Collected data:
+-------+

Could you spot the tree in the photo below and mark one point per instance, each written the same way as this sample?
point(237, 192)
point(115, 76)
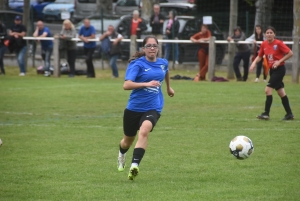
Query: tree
point(147, 8)
point(263, 13)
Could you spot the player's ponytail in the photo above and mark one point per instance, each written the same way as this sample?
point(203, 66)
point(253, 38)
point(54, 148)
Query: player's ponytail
point(136, 56)
point(141, 53)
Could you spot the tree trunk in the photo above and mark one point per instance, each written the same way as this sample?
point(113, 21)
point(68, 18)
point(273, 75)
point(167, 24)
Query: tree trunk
point(263, 13)
point(147, 8)
point(296, 45)
point(231, 46)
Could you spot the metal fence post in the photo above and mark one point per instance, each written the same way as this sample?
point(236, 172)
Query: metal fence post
point(211, 58)
point(56, 65)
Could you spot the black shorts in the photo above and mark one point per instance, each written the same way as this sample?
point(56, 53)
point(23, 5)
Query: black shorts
point(132, 121)
point(276, 77)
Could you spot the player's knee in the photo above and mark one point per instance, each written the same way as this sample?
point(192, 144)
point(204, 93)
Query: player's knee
point(127, 142)
point(268, 91)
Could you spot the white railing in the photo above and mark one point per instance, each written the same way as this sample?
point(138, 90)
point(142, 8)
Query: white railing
point(159, 40)
point(212, 50)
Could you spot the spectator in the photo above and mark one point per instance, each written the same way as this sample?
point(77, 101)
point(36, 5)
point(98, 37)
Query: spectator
point(157, 22)
point(243, 53)
point(67, 45)
point(200, 37)
point(16, 33)
point(172, 33)
point(3, 35)
point(257, 36)
point(47, 45)
point(113, 47)
point(87, 32)
point(137, 26)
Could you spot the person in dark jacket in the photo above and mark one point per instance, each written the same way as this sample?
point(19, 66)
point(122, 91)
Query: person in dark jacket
point(86, 32)
point(18, 44)
point(3, 35)
point(243, 53)
point(157, 23)
point(136, 26)
point(67, 45)
point(114, 49)
point(46, 45)
point(172, 31)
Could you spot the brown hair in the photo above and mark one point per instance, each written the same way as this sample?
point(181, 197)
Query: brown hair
point(141, 53)
point(272, 28)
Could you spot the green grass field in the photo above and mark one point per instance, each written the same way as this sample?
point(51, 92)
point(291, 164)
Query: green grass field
point(60, 141)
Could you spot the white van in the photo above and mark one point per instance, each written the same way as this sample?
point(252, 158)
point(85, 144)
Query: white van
point(84, 8)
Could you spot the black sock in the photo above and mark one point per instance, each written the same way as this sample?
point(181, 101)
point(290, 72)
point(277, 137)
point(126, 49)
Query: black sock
point(286, 104)
point(138, 154)
point(268, 104)
point(123, 151)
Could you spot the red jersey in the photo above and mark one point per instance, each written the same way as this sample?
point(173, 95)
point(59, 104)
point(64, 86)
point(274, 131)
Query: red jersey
point(200, 35)
point(273, 51)
point(134, 26)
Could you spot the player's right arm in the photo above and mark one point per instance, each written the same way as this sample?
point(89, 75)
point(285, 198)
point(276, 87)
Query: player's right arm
point(130, 85)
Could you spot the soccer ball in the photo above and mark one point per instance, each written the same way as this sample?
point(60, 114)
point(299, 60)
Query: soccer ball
point(241, 147)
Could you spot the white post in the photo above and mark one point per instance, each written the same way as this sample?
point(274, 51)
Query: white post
point(211, 58)
point(231, 46)
point(56, 56)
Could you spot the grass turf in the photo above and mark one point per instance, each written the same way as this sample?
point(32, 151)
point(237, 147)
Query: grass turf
point(60, 141)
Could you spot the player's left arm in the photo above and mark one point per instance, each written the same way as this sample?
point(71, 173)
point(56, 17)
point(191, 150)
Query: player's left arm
point(169, 89)
point(288, 55)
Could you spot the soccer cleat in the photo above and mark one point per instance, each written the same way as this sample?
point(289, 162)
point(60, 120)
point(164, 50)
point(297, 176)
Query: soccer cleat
point(263, 116)
point(47, 73)
point(121, 163)
point(288, 117)
point(133, 172)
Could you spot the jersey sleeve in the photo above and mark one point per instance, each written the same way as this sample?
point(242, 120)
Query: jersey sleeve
point(285, 49)
point(93, 30)
point(24, 29)
point(196, 36)
point(132, 71)
point(80, 32)
point(261, 50)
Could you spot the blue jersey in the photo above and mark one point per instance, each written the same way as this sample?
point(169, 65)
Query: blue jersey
point(147, 98)
point(46, 43)
point(86, 32)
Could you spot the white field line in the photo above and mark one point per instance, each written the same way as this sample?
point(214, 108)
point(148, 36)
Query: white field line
point(164, 128)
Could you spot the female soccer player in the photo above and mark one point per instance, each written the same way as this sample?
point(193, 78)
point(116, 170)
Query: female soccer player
point(257, 36)
point(144, 76)
point(203, 35)
point(276, 53)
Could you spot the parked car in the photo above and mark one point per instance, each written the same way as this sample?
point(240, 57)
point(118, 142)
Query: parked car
point(55, 10)
point(185, 9)
point(97, 23)
point(37, 6)
point(190, 25)
point(83, 9)
point(124, 7)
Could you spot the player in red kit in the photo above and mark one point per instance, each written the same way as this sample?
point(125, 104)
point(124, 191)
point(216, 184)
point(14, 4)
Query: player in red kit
point(276, 53)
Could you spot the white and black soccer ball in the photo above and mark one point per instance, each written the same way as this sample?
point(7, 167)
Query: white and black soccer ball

+-------+

### Exercise aim:
All entries, top to bottom, should be retyped exactly; the pictures should not be.

### Written solution:
Could you spot the tree in the photo below and mark one point per instance, each written the same way as this sample?
point(237, 192)
point(115, 76)
Query: tree
point(147, 8)
point(263, 13)
Could you spot the player's ponytail in the photo above and mark one point per instance, each written the same way as this sample?
point(203, 66)
point(253, 38)
point(54, 148)
Query: player's ponytail
point(136, 56)
point(141, 53)
Could you spot the tree trunk in the photo above and mark one point per instance, each written the same way as this sample?
point(113, 21)
point(68, 18)
point(273, 75)
point(167, 24)
Query: tree trunk
point(263, 13)
point(147, 8)
point(296, 45)
point(231, 46)
Could you spot the metal fence post in the photo above and mark one point per instance, each written the same way as this sample?
point(236, 172)
Query: metal fence post
point(211, 58)
point(56, 65)
Could you spot the black shorts in the photo above and mark one point per instance, each written the same way as this sample?
point(56, 53)
point(23, 5)
Query: black shorts
point(132, 121)
point(276, 77)
Could you spot the player's knee in the photo above and mark one point per instance, each written the same way as this sample?
point(192, 144)
point(204, 93)
Query: player's knee
point(127, 142)
point(268, 91)
Could you spot the white railing in the photo above and mark one point per instance, each written the same way as this sample?
point(138, 90)
point(142, 8)
Query: white railing
point(159, 40)
point(212, 50)
Could you spot the spectator in the photo above and mark one point per instance, each written the same way as this sample?
point(77, 101)
point(36, 5)
point(98, 37)
Query: spectator
point(157, 22)
point(243, 53)
point(67, 45)
point(200, 37)
point(16, 33)
point(172, 33)
point(3, 35)
point(257, 36)
point(47, 45)
point(113, 47)
point(87, 32)
point(137, 26)
Could you spot the person in dark jacket in the photo above and mark one point per instance, each written the same way as this sample?
point(19, 66)
point(122, 91)
Query: person in dark jacket
point(86, 32)
point(18, 44)
point(3, 35)
point(243, 53)
point(157, 23)
point(136, 26)
point(67, 45)
point(114, 49)
point(46, 45)
point(172, 31)
Could you spot the brown hair in the photo above and mark one point per instance, each written the same way as this sample?
point(181, 197)
Query: brown hair
point(141, 53)
point(272, 28)
Could you spot the green grass field in the photo above and mark one point per instance, each written the same way as this sample?
point(51, 92)
point(291, 164)
Query: green grass field
point(60, 141)
Could you spot the white van in the photo above and mark one point per instance, each written the same way as this sample?
point(252, 158)
point(85, 144)
Query: white van
point(84, 8)
Could you spot the black sock in the photo above and mark one point per instance, each written the same way as this sample?
point(181, 101)
point(290, 72)
point(277, 137)
point(126, 49)
Query: black sock
point(286, 104)
point(138, 154)
point(268, 104)
point(123, 151)
Could you spot the red jersey in the photo above and mark one point per instance, each written the same way as this sample?
point(173, 95)
point(59, 104)
point(64, 86)
point(274, 131)
Query: red jersey
point(200, 35)
point(273, 51)
point(134, 26)
Could you spot the player's right arm in the photo above and mark one point per instance, each written the same way as this sample?
point(89, 75)
point(285, 198)
point(276, 87)
Query: player's right arm
point(130, 85)
Could you spot the soccer ball in the photo above and mark one point per instance, each written the same way as this sample?
point(60, 114)
point(299, 60)
Query: soccer ball
point(241, 147)
Could you spot the white post in the photo above and mark one point per instance, each written the same way as this sample?
point(274, 51)
Query: white post
point(211, 58)
point(231, 46)
point(56, 56)
Could you spot the grass turf in the photo above and mark one point per instance, each written the same way as this sample?
point(32, 151)
point(237, 147)
Query: grass turf
point(60, 141)
Could you spot the player's left arm in the photo above and mark one point per instance, each written the same way as this sample?
point(71, 173)
point(56, 17)
point(191, 150)
Query: player's left arm
point(169, 89)
point(288, 55)
Could you spot the soccer cleat in the photo above and mark one point per instance, each written the same way as this sample?
point(289, 162)
point(60, 120)
point(164, 50)
point(297, 176)
Query: soccer cleat
point(263, 116)
point(47, 73)
point(121, 163)
point(288, 117)
point(133, 172)
Could you spot the jersey sleeve in the photo above and mark one point per instance, each written the same way as this sample?
point(242, 120)
Query: jersey sleeve
point(285, 49)
point(93, 30)
point(24, 29)
point(196, 36)
point(132, 71)
point(80, 32)
point(261, 50)
Could you spot the blue jersey in the photo above and mark one point per instance, each written the same way as this sample?
point(169, 65)
Query: blue jersey
point(147, 98)
point(46, 43)
point(86, 32)
Could you spot the white field line in the photo above and mark one point per instance, each written the same way as this sample?
point(214, 108)
point(148, 36)
Query: white field line
point(164, 128)
Could you spot the female soccer player in the photo above and mark one point per instance, each written the same way as this sample?
point(193, 78)
point(116, 170)
Query: female soccer player
point(257, 36)
point(144, 76)
point(203, 35)
point(276, 53)
Could you spot the parked car in the photo above and mark one point per instance, each written the same way as this sample?
point(240, 57)
point(118, 142)
Query: parked car
point(55, 10)
point(185, 9)
point(97, 23)
point(37, 6)
point(190, 25)
point(83, 9)
point(124, 7)
Could you spot the player in red kit in the photo above and mark one point per instance, each written the same way as this sample?
point(125, 104)
point(124, 191)
point(216, 184)
point(14, 4)
Query: player in red kit
point(276, 53)
Could you spot the white and black soccer ball in the photo above and mark one point per instance, each written the same way as this sample?
point(7, 167)
Query: white and black soccer ball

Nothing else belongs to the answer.